> **TEXTAUSZUG**
Dresden, Neumarkt - Quartier VI

  • Zitat von Oktavian

    reparieren müssen, Ursus, oder besser: "müsste man reparieren".
    Aber wirklich können? Mir fehlen da Sachverstand und Vorstellungskraft, wie man dies bei den Rekos, ohne gleich den gesamten Bau niederzureißen, hinkriegen will.

    Ja, mir leider auch. Aber darüber hab ich mir schon Gedanken gemacht. Offenbar ist das Problem doch ernster, als ich mich vertröstet habe. Was wird aus den Fassaden, wenn die unmittelbar darunter liegende Wärmedämmschicht verfault und vergammelt ist? Muss man dann alles (bis auf die steineren Fensterbänke ua Fassadenteile) neu machen, bzw besteht genug Platz, die Dämmschichte durch eine vernünftige Ziegelschichte zu ersetzen?

    Augustinus (354-430) - Zweiundzwanzig Bücher über den Gottesstaat
    14. Buch 9. Kapitel
    Der Staat oder die Genossenschaft der nicht gottgemäß, sondern nach dem Menschen wandelnden Gottlosen dagegen, die eben infolge der Verehrung einer falschen und der Verachtung der wahren Gottheit Menschenlehren anhangen oder Lehren der Dämonen, er wird von den bezeichneten verkehrten Gemütserregungen geschüttelt wie von Fieberschauern und Stürmen.

  • Hallo Ursus,

    wir haben uns da schon sehr viele Gedanken drüber gemacht.

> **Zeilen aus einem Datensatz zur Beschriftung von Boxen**
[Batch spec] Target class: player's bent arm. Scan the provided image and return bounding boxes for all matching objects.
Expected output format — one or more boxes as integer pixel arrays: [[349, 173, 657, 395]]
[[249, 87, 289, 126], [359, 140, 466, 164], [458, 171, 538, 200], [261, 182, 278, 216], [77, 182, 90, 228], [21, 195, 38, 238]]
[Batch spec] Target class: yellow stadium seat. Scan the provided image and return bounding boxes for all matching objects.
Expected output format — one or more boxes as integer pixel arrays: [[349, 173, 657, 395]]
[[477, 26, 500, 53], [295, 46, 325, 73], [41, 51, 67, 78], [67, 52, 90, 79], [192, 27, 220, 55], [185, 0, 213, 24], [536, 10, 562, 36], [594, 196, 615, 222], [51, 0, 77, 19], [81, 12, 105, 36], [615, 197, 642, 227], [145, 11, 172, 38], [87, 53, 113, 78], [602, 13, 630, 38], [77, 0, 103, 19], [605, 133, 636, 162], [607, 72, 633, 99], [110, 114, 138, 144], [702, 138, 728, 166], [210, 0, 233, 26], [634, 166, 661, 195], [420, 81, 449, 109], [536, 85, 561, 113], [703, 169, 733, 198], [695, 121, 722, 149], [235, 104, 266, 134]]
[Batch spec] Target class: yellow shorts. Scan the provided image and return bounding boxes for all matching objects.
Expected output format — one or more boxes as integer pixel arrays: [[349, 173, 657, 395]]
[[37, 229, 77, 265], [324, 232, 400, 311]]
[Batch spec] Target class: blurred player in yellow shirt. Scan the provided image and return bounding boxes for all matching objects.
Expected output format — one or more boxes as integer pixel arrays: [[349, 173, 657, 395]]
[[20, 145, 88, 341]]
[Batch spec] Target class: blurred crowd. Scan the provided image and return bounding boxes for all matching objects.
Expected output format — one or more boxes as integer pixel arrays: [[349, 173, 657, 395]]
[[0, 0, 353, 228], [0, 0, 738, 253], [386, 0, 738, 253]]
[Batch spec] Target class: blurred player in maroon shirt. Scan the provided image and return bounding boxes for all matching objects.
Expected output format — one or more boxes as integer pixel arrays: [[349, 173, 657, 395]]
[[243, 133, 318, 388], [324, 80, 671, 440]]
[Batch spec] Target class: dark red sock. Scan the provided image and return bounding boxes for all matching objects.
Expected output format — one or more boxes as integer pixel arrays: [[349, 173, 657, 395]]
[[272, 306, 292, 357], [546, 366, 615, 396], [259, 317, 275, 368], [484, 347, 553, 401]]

> **AUFGABEN**
a - Aus welchem Buch und welchem Kapitel von Augustinus' Werk über den Gottesstaat stammt das Zitat im Auszug zum Dresdner Neumarkt?
b - Prüfe anhand des Auszugs zum Dresdner Neumarkt, ob die folgenden Aussagen zutreffen: (i) Das Problem mit der Wärmedämmschicht wird als weniger ernst eingeschätzt als zuvor. (ii) Augustinus lebte von 354 bis 430. (iii) Laut dem Augustinus-Zitat wird der Staat der Gottlosen von Gemütserregungen geschüttelt.
c - Führe den Auszug zum Dresdner Neumarkt nach seinem letzten Satz weiter.

> **LÖSUNGEN**
a - Aus dem 14. Buch, 9. Kapitel.

b -
(i) Nein: „Offenbar ist das Problem doch ernster, als ich mich vertröstet habe.“
(ii) Ja: „Augustinus (354-430)“
(iii) Ja: „er wird von den bezeichneten verkehrten Gemütserregungen geschüttelt wie von Fieberschauern und Stürmen“

c -
    Ja, im Prinzip ja. Die Dämmschicht ist ja nicht gerade dünn, hat aber sicherlich nicht Ziegelformat, so dass man diese mühevoll von Hand erst zuarbeiten muss (horrende Kosten!!!). Immerhin liegen die Sandsteinelemente wenigstens auf Metallankern bzw. Stützen, so dass diese bleiben könnten. Noch schwieriger sehe ich aber die Tatsache, dass wohl selbst die optimal gedämmten neuen Ziegel angesichts des zur Verfügung stehenden Platzes (die Steinwände dahinter bleiben ja) dann auch nicht die Dämmwerte ergeben würden. Ich halte es aus diesem Grunde für hochwahrscheinlich, dass man die Fassaden bei einer Restaurierung dann doch wieder mit Styropor/Glaswolle dämmen wird. Es gibt Fehler, aus denen kommt man wohl kaum mehr heraus.....

  • Vielleicht werden bis dahin andere, nachhaltigere Dämmverfahren erfunden. Oder es werden z.B. Lehmziegel/-Platten in der richtigen Größe als Ersatz in Massenproduktion hergestellt. Ich bin kein Fachmann. Es wird aber mit dem Styropor noch ein riesiges Entsorgungsproblem entstehen, das geradezu nach neuen Lösungen schreit.

  • Dort wurde tatsächlich mit Steinwolle gedämmt.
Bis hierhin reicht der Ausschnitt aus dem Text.